- _TASK INPUTS_
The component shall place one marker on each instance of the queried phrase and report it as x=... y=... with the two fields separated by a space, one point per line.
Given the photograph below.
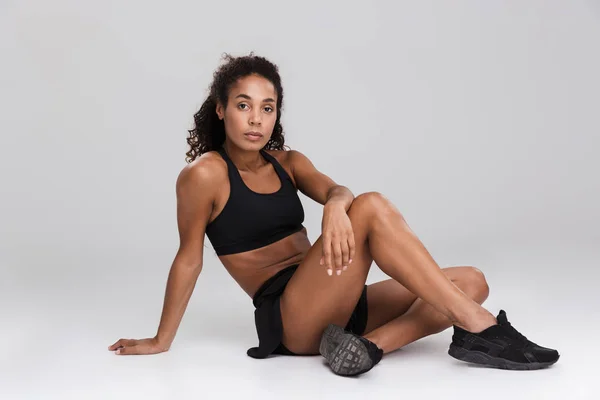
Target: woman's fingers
x=121 y=343
x=327 y=253
x=131 y=350
x=337 y=254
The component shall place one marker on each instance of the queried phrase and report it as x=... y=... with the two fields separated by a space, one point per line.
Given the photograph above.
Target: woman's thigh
x=312 y=299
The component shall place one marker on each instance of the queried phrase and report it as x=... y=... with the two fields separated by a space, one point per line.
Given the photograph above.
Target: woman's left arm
x=337 y=233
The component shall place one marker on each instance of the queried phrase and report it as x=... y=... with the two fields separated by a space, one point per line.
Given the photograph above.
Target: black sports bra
x=251 y=220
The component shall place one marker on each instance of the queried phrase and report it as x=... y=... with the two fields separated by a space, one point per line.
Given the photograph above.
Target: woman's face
x=251 y=112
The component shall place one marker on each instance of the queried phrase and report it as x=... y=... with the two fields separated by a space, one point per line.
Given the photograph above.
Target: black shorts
x=267 y=315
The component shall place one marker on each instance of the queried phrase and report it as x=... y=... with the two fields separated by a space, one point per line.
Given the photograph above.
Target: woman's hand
x=138 y=346
x=337 y=237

- _WRITTEN INSTRUCTION_
Render every line of the listing above as a JSON list of strings, one string per line, skipping blank lines. Leave the pictures out.

- _EXERCISE RESULT_
[
  "The component shall place one marker on each instance of the queried phrase and report it as x=... y=... with the two fields separated by a space, one point per line.",
  "Given the photograph below.",
  "Target: woman's fingers",
  "x=121 y=343",
  "x=327 y=253",
  "x=131 y=350",
  "x=337 y=254",
  "The component shall place one marker on each instance of the queried phrase and report it as x=... y=... with the two fields separated by a space, one point per line.",
  "Given the photograph above.",
  "Target: woman's thigh",
  "x=312 y=299",
  "The component shall place one marker on each instance of the queried phrase and report it as x=... y=... with the two fields separated by a space, one point per line.",
  "Given the photograph above.",
  "Target: woman's left arm",
  "x=337 y=233",
  "The component shall place one marker on each instance of the queried phrase and report it as x=... y=... with the two fields separated by a space, one point per line.",
  "Given the photograph above.",
  "Target: black sports bra",
  "x=251 y=220",
  "The component shall place one marker on each instance of the queried phrase and report it as x=... y=... with the two fields separated by a space, one point per line.",
  "Given the photograph above.",
  "Target: woman's face",
  "x=251 y=112",
  "The component shall place one marker on each instance of the queried phrase and report it as x=... y=... with the two fields separated by a space, one point per line.",
  "Given the photograph above.",
  "Target: black shorts",
  "x=267 y=315",
  "The component shall place one marker on each instance of the queried phrase and report it as x=... y=... with the two fields separated by a space, one point per line.",
  "Given the photograph above.",
  "Target: woman's hand",
  "x=138 y=346",
  "x=337 y=237"
]